_What the task requires_. Copy the rows that follow line for line, with no changes, and omit the pictures from your copy.

[Stored items]

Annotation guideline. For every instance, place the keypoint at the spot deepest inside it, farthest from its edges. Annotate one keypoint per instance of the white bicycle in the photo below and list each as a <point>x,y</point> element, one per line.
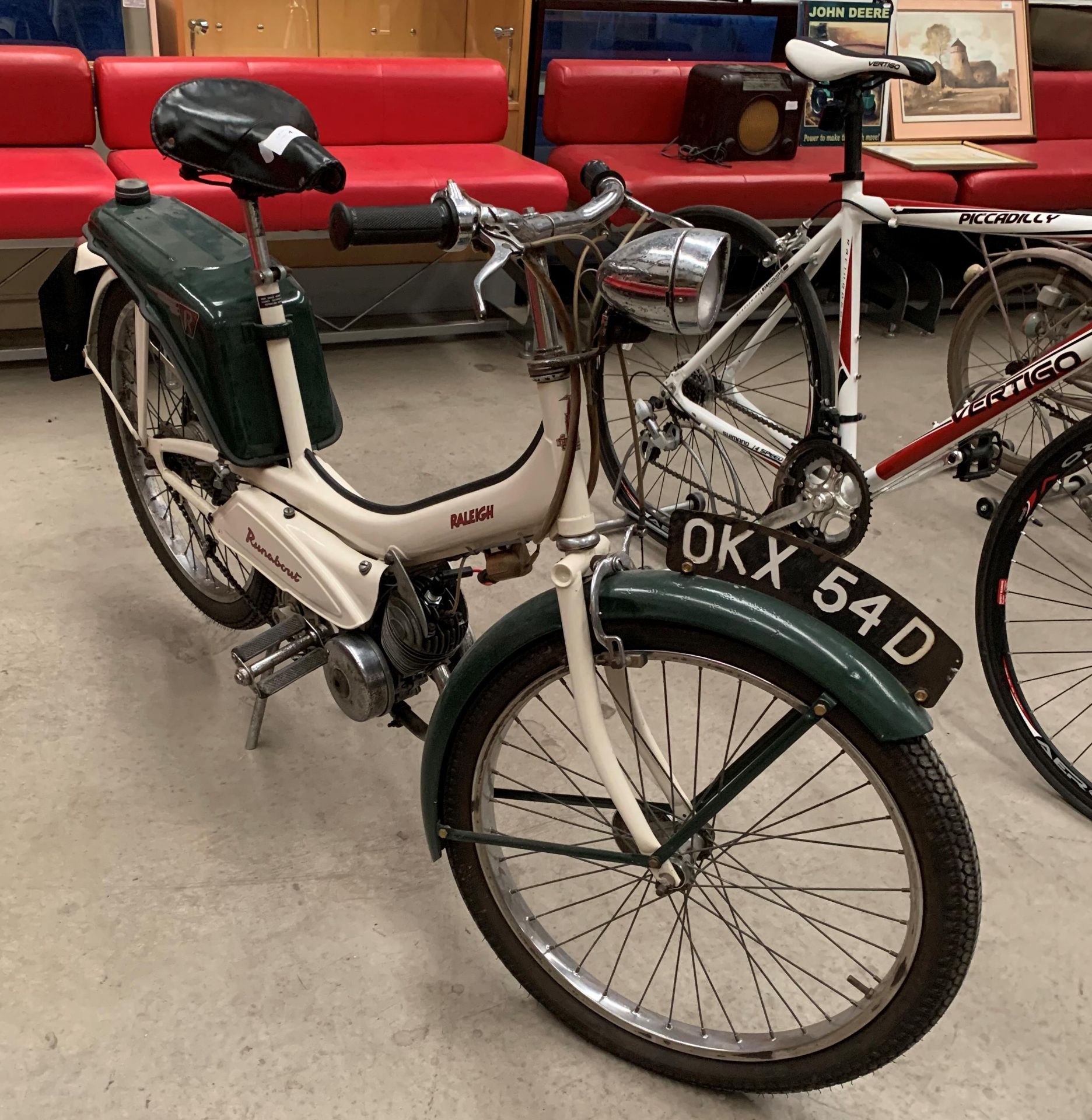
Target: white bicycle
<point>701,827</point>
<point>753,417</point>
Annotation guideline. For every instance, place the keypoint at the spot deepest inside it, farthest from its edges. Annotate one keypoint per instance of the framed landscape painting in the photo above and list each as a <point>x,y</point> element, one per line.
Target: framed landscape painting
<point>984,71</point>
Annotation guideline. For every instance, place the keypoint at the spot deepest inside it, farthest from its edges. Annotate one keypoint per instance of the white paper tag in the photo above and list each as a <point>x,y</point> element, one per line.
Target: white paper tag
<point>277,141</point>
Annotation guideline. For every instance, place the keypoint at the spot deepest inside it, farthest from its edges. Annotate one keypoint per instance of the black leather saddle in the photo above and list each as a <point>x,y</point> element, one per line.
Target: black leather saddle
<point>260,137</point>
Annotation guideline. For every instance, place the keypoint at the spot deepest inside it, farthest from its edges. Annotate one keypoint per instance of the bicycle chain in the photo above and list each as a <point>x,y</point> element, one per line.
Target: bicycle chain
<point>209,551</point>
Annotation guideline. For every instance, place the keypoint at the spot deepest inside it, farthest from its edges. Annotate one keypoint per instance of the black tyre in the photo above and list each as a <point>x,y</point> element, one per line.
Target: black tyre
<point>1034,608</point>
<point>180,536</point>
<point>786,377</point>
<point>995,337</point>
<point>831,909</point>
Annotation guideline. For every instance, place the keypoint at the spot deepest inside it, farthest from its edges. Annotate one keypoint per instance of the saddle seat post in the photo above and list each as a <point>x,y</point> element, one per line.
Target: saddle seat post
<point>276,328</point>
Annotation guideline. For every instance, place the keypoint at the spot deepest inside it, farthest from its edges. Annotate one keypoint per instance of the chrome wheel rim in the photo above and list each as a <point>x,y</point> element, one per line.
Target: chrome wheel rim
<point>168,411</point>
<point>772,382</point>
<point>741,998</point>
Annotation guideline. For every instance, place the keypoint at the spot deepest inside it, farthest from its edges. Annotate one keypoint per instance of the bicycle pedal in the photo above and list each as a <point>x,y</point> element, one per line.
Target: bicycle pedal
<point>269,639</point>
<point>274,682</point>
<point>978,456</point>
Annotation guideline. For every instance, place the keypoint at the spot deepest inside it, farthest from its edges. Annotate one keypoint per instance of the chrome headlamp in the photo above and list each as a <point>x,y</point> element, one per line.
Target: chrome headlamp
<point>672,280</point>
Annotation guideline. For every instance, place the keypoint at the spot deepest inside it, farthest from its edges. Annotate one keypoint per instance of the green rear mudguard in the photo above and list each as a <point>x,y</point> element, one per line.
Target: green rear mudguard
<point>838,667</point>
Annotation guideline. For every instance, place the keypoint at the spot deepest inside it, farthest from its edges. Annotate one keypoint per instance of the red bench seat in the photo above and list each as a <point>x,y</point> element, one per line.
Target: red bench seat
<point>625,112</point>
<point>1063,152</point>
<point>50,178</point>
<point>402,128</point>
<point>768,190</point>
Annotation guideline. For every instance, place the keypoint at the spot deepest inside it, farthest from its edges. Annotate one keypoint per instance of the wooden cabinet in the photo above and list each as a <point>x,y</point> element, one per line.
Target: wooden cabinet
<point>392,28</point>
<point>353,28</point>
<point>242,27</point>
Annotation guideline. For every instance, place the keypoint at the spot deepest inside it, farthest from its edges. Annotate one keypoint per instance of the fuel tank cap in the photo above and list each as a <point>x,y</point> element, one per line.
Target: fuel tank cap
<point>132,192</point>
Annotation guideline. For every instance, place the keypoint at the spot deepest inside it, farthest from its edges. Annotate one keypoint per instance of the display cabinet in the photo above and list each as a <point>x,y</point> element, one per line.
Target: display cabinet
<point>353,28</point>
<point>238,27</point>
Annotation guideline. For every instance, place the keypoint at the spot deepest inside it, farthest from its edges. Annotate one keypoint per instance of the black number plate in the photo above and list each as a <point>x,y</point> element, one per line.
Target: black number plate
<point>900,636</point>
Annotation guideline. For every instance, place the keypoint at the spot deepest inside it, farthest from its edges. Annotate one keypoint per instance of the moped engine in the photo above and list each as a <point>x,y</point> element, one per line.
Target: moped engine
<point>425,622</point>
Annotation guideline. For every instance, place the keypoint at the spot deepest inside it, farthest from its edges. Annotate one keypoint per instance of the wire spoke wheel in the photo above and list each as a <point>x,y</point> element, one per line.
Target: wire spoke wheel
<point>1035,610</point>
<point>800,933</point>
<point>766,380</point>
<point>178,531</point>
<point>1004,331</point>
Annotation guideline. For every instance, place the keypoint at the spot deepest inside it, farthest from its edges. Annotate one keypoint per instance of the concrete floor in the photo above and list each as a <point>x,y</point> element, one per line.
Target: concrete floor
<point>187,930</point>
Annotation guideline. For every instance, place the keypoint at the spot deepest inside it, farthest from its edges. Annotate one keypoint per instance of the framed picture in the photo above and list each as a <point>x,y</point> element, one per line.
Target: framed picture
<point>984,81</point>
<point>944,156</point>
<point>863,27</point>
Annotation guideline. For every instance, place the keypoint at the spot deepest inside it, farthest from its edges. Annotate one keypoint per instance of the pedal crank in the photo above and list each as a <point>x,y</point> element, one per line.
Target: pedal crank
<point>277,658</point>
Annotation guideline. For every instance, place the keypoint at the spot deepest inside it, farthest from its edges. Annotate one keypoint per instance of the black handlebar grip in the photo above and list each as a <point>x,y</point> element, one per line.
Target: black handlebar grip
<point>393,225</point>
<point>594,173</point>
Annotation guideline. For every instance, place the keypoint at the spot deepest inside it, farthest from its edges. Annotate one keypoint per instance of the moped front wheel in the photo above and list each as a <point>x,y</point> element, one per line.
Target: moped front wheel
<point>825,919</point>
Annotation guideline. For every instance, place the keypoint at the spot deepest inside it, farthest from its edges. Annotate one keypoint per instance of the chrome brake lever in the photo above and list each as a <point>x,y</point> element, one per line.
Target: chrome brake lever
<point>502,253</point>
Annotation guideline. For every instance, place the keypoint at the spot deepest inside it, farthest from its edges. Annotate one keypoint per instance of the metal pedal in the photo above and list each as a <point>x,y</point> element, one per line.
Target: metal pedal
<point>269,639</point>
<point>295,644</point>
<point>274,682</point>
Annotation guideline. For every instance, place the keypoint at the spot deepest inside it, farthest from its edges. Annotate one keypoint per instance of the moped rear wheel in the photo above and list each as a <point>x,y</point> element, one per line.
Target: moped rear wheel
<point>827,916</point>
<point>178,533</point>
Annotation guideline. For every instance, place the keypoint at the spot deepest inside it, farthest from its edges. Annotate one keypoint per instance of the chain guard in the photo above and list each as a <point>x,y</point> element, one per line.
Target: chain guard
<point>801,474</point>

_Complete output_.
Annotation guideline. For every instance, place the keypoint at the spot deepest inside it, farthest from its edges. Annotate one keypoint per instance of the white bicycle in the photo below and list each as a <point>x,y</point> element, one per line.
Target: white bicycle
<point>701,827</point>
<point>753,417</point>
Annotation guideline. For every instance, place the keypoint at the spot deepest inside it, farthest from its edges. Annotate one keypoint per instance of the framed landscape painting in the photo above and list each as a <point>x,y</point> element, one per line.
Target: framed landscape painting
<point>984,71</point>
Annotation guideline. For every instance, place the keypoint at the spot deepest inside it, farthest from its edges. Annotate one keypoint per instance of the white paper tag in the photo above and list each as a <point>x,y</point> element, one per line.
Target: white paper tag
<point>277,141</point>
Annotation guideline. For every instance, place the keypoint at the spot deepest inside it, farthest from its edges. Annotate one keypoint per instance of the black leather saddle in the photo above and list each as a <point>x,y</point> element, one per line.
Target: black leather saddle
<point>260,137</point>
Annotation guideline. For every instance, place the keypoint at the spot deepest inside it, farthest from its edges. Annotate one keypoint per instance of the bicycle chain in the photo above and list each as a <point>x,y</point> element, one per line.
Target: bicycle chain
<point>209,551</point>
Annotation guideline. For every instance, place the keypoint at the spot deepest inside it, farthest from its edges. Annotate one keypoint per instance of the black tyre in the photo above and list each as a <point>x,y</point> element, one per line.
Target: black tyre
<point>1034,608</point>
<point>180,536</point>
<point>786,377</point>
<point>995,337</point>
<point>831,909</point>
Annotation guideline. For every instance, place the keypoint at the spot deepest inside it, farthest from its edges. Annotate one keypoint per instance of the saddle seat post in the photo above and list each as a <point>x,y</point> element, one per line.
Target: saddle seat post
<point>276,328</point>
Annotation guideline. For every instance, place the keypoint at the spot deepest inside it, farthest from its edges. Annotate one keypoint per instance of the chrome wheel rim in the photo above and list each as a <point>x,y</point> element, one per line.
Target: chrome wheel rim
<point>168,411</point>
<point>772,382</point>
<point>741,998</point>
Annotation guideline. For every instance, place the keypoint at the spot deepest inside it, farthest from its edges. Annotate one keypoint per instance of the bicycle pedal in the photo above and list each as a <point>x,y</point> element, one per line.
Target: bicycle pedal
<point>269,639</point>
<point>274,682</point>
<point>978,456</point>
Annotation guideline. For every instance, place the keypoint at the spot deepest inside it, farthest from its edges. Annotate one keypoint per instance of the chrome headlamp in the photo above and list each as a <point>x,y</point> element, one per line.
Target: chrome headlamp
<point>672,280</point>
Annotation guideline. For every instance, place the keypoint at the spot deepest inside it, farthest from its edges. Annotate one keypoint per instance of the green rear mudguard in the photo above and list each as a <point>x,y</point> element, one per line.
Target: green rear mudguard
<point>838,667</point>
Annotation guideline. For every instance, place the keypoint at the spot deepest inside it, farthest from its edges. Annotate one keypoint per instance of the red bench seat in the photo above and list each as a <point>x,y</point> element, one per line.
Target: red bench seat
<point>625,112</point>
<point>1063,152</point>
<point>50,178</point>
<point>402,128</point>
<point>768,190</point>
Annotation guideline. For every instance, place the keypoint at the spot deepest inside it, farthest from its edges. Annotate one keypoint per instance of the wooden cabinet in the photo above and list each as a <point>x,y</point> element, one per line.
Target: wooden cabinet
<point>392,28</point>
<point>353,28</point>
<point>242,27</point>
Annotation guideline. For every instance, place the keypoint at the spot deepest inside it, farthest from its edges. Annotate one keypoint per instance of the fuel tank cap in the photo above and list each as a <point>x,y</point> element, one per line.
Target: fuel tank cap
<point>132,192</point>
Annotation guideline. For every instance, place the keypoint at the spot deepest inside it, farthest from its edges. Annotate one keypoint per instance of the display cabinet in the photo above and list each as a <point>x,y</point> element, one per line.
Target: display cabinet
<point>353,28</point>
<point>238,27</point>
Annotation guideline. For every instance, place the keypoint at the spot deepest inside it, farthest from its edges. Annotate one keypoint per instance of the black number plate in the photo above and list each as a <point>x,y</point> element, one per line.
Target: black number plate
<point>900,636</point>
Annotation guideline. For every instance, place the keypoint at the spot deepest inside it, farthest from its edges. Annotate one keypoint per instance of the moped engine in the photo above and list each as a <point>x,y</point> element, one per line.
Target: moped engine
<point>425,622</point>
Annotation guideline. For every instance, place the keypoint at the spot deepest inside it, farthest from its edges. Annotate one keypoint per instance of the wire spoke wheel in the photo above and list each as a <point>x,y</point> element, one per line.
Target: wire spoke wheel
<point>1035,610</point>
<point>800,933</point>
<point>766,380</point>
<point>178,531</point>
<point>1004,331</point>
Annotation guideline. For every instance, place the keypoint at the spot deepest inside it, farthest from its edges. Annotate one keypoint per instance of the concrete floor in the photo above and list each as a <point>x,y</point> element, one per line.
Target: concrete floor
<point>187,930</point>
Annotation guideline. For every instance, place the keypoint at the spot deepest inside it, farthest from its edges. Annotate one keypoint per instance of the framed picture in the photo above and list each as a <point>x,y</point> element, one per line.
Target: framed picture
<point>984,81</point>
<point>944,156</point>
<point>863,27</point>
Annotation guideline. For every instance, place the keypoint at the spot deepest inside it, farthest from its edges. Annotate one keypoint per instance of the pedal crank in the photo above and list each as a <point>x,y</point> element, one per line.
Target: pedal crank
<point>277,658</point>
Annotation guideline. For every instance, place the keypoint at the spot deepest inside it, farthest from its edges. Annotate one keypoint per instance of the black handlebar grip in the photo above and list each as a <point>x,y</point> element, one per line.
Target: black handlebar grip
<point>393,225</point>
<point>594,173</point>
Annotation guideline. For every instance, place the keypoint at the spot deepest inside it, farthest from its edges. Annotate one keypoint per instance of the moped front wheel in the photo above and list each as a <point>x,y</point> element, one per line.
Target: moped front wheel
<point>825,919</point>
Annotation guideline. For every instance, place the keypoint at the spot deepest inside it, farthest from its edges. Annotate one keypoint per instance of the chrome brake lever in the photo above and list each as a <point>x,y</point> element, one per line.
Target: chrome brake lever
<point>502,253</point>
Annotation guideline. For every instance, place the keypoint at the spot deepest inside it, farthest from its edges. Annotate one keypoint per instance of the metal pedal in the photo above and list each as a <point>x,y</point> element, one per line.
Target: metal pedal
<point>269,639</point>
<point>295,644</point>
<point>274,682</point>
Annotation guideline. For every instance, place the keypoint at the spot deepest inside it, farthest from its edges. Annotate one keypoint per instance of the moped rear wheel in the photo above and list each as a <point>x,y</point> element, one per line.
Target: moped rear wheel
<point>827,916</point>
<point>178,533</point>
Annotation guideline. For every instance, place the keypoint at the spot deepest inside it, farthest from its edges. Annotate one keypoint per instance of the chain guard in the photo above and list each as a <point>x,y</point> element, one per line.
Target: chain guard
<point>801,474</point>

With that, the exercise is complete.